#### Document extract ####

The Need for an Integrative Jurisprudence of Police
C H A P T E R 1

The Jurisprudence of Police Defined
“Only those who know the law shall be appointed justiciars, constables, sheriffs, or bailiffs”
Magna Carta (1215)1
The term “jurisprudence” combines two words, the Latin juris meaning law and prudence (from the Latin prudentia) meaning practical wisdom. Jurisprudence is practical wisdom—a virtue—applied to law. The great thirteenth-century summa on English law, Bracton’s Treatise on the Laws and Customs of England, defines jurisprudence as a science concerned with “knowledge of things divine and human, the science of the just and unjust.”2 As science, we might say that it is concerned with acquiring knowledge of law, discovering its nature, and the “laws” of law. Bracton also refers to jurisprudence as a “medium” that is “a way to a good end” (Kmiec 32). As a means, or applied science and art, it is directed toward the establishment and preservation of a just order. Bracton, however, does not define jurisprudence itself as a virtue.
On the relation of virtue to art and prudence, Aristotle in his Nicomachean Ethics observes, while there is a virtue of art, there is none of prudence (Ostwald tr. 154). That is because prudence is itself a virtue and, therefore, needs no virtue in addition to make it virtuous. Art, on the other hand, is not itself a virtue and therefore requires virtue if it is to achieve some good.3 Virtue is for the same reason distinct from science and technology—either may be put to vicious ends. So, having some art, science, or technology, man yet requires virtue in addition to make good use of them.
Jurisprudence as science requires intellectual virtues (perception, understanding, and the capacity to reason and correctly draw conclusions from premises) that produce theoretical wisdom. As art, it requires prudence, the practical wisdom to discern the good sought by the art and to identify the efficient means to its production. It also requires moral virtues (particularly justice, integrity, courage, and moderation), the characteristics necessary to conforming the will and actions to the requirements of practical wisdom. These are called for in a world where temptation to wrongdoing, conflicting interests, moral dilemmas, and tragedy put considerable demands on human character. It is especially required in professions, such as law enforcement, where the power conferred on officials may itself pervert judgment. Prudence and moral virtue are both necessary for the exercise of the jurisprudential art, if it is to procure the comprehensive good of justice that Aristotle states “produce[s] and preserve[s] happiness for the social and political community” (Nicomachean Ethics, Ostwald tr. 113). I shall use the term “jurisprudence,” which contains the root “prudence,” to denote not just art and science, but virtue as well. Jurisprudence is intellectual and practical wisdom applied to law as science and art.

####

What you will do:
[a] Condense the paragraph of the police jurisprudence chapter that begins "On the relation of virtue to art and prudence" into a short list, keeping its main points.
[b] Carry the police jurisprudence chapter forward, starting after its final sentence.

#### Supplied material ####

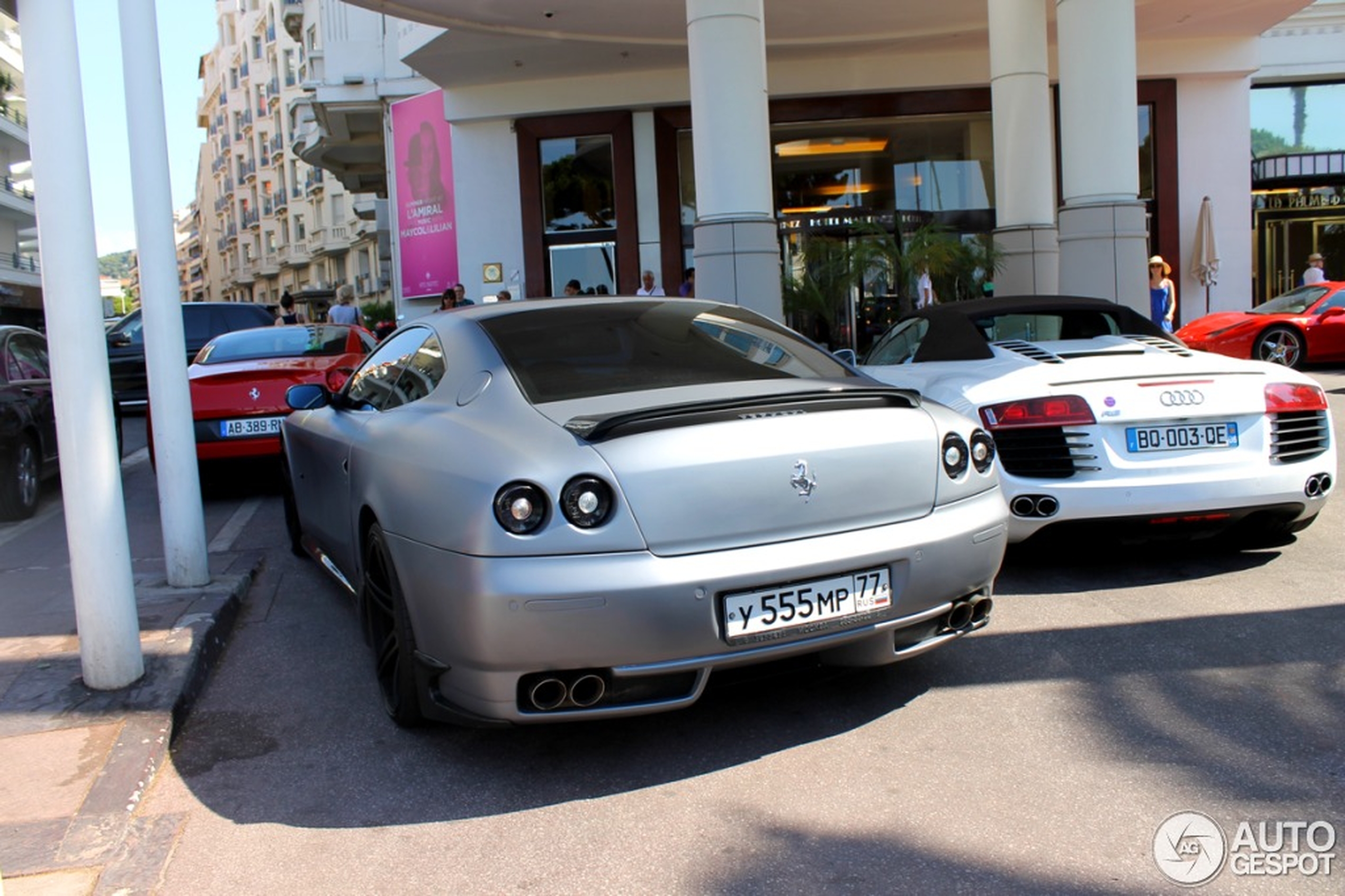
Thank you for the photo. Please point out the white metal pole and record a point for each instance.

####

Answers to the tasks:
[a]
- Aristotle's Nicomachean Ethics holds that art has a virtue but prudence has none.
- Prudence needs no added virtue because it is itself a virtue.
- Art is not a virtue, so it needs virtue to achieve any good.
- Science and technology likewise differ from virtue, since either can serve vicious ends.
- Whatever art, science, or technology a person has, virtue is still needed to use it well.

[b]
One may undertake legal science in order to understand legal phenomena for the sake of understanding. The knowledge itself is the good sought; it is the end of theoretical science. The science of law concerns not only what holds universally (Aristotle thought that there is but one constitution according to nature) but also what holds only in particular circumstances and what is changeable since law pertains to human affairs, and human affairs are, as Aristotle said, “irregular.” Constitutions and laws vary, partly according to customs and conventions, and each may be said to vary with time.4 Some contemporary legal scholars, albeit not without controversy, refer to our “evolving constitution.” That the law evolves, however, is not a view exclusive to modern liberals; Edmund Burke himself held to such a view.5
Harold Berman identifies several characteristics necessary for the legal scientist if he or she is to be well suited to pursuing knowledge of law. These include the capacities of objectivity and integrity in conducting research, the evaluation of that research according to universal standards of scientific merit, openness to the possibility of error and “organized skepticism” about theories and theses, tolerance of new ideas until disproved, and an assumption that science is an “open system” based on “increasingly close approximations to truth rather than final answers” (Law and Revolution 155). Because law often entails the balancing of conflicting interests, the student of law must be prepared to avoid ideological and other biases, be open to admitting error, and be tolerant of new ideas. These virtues will also be of value to those involved in law’s application, the practitioners of the art of jurisprudence, as their work requires, inter alia, the resolution of conflicts that arise among individuals pursuing diverse interests.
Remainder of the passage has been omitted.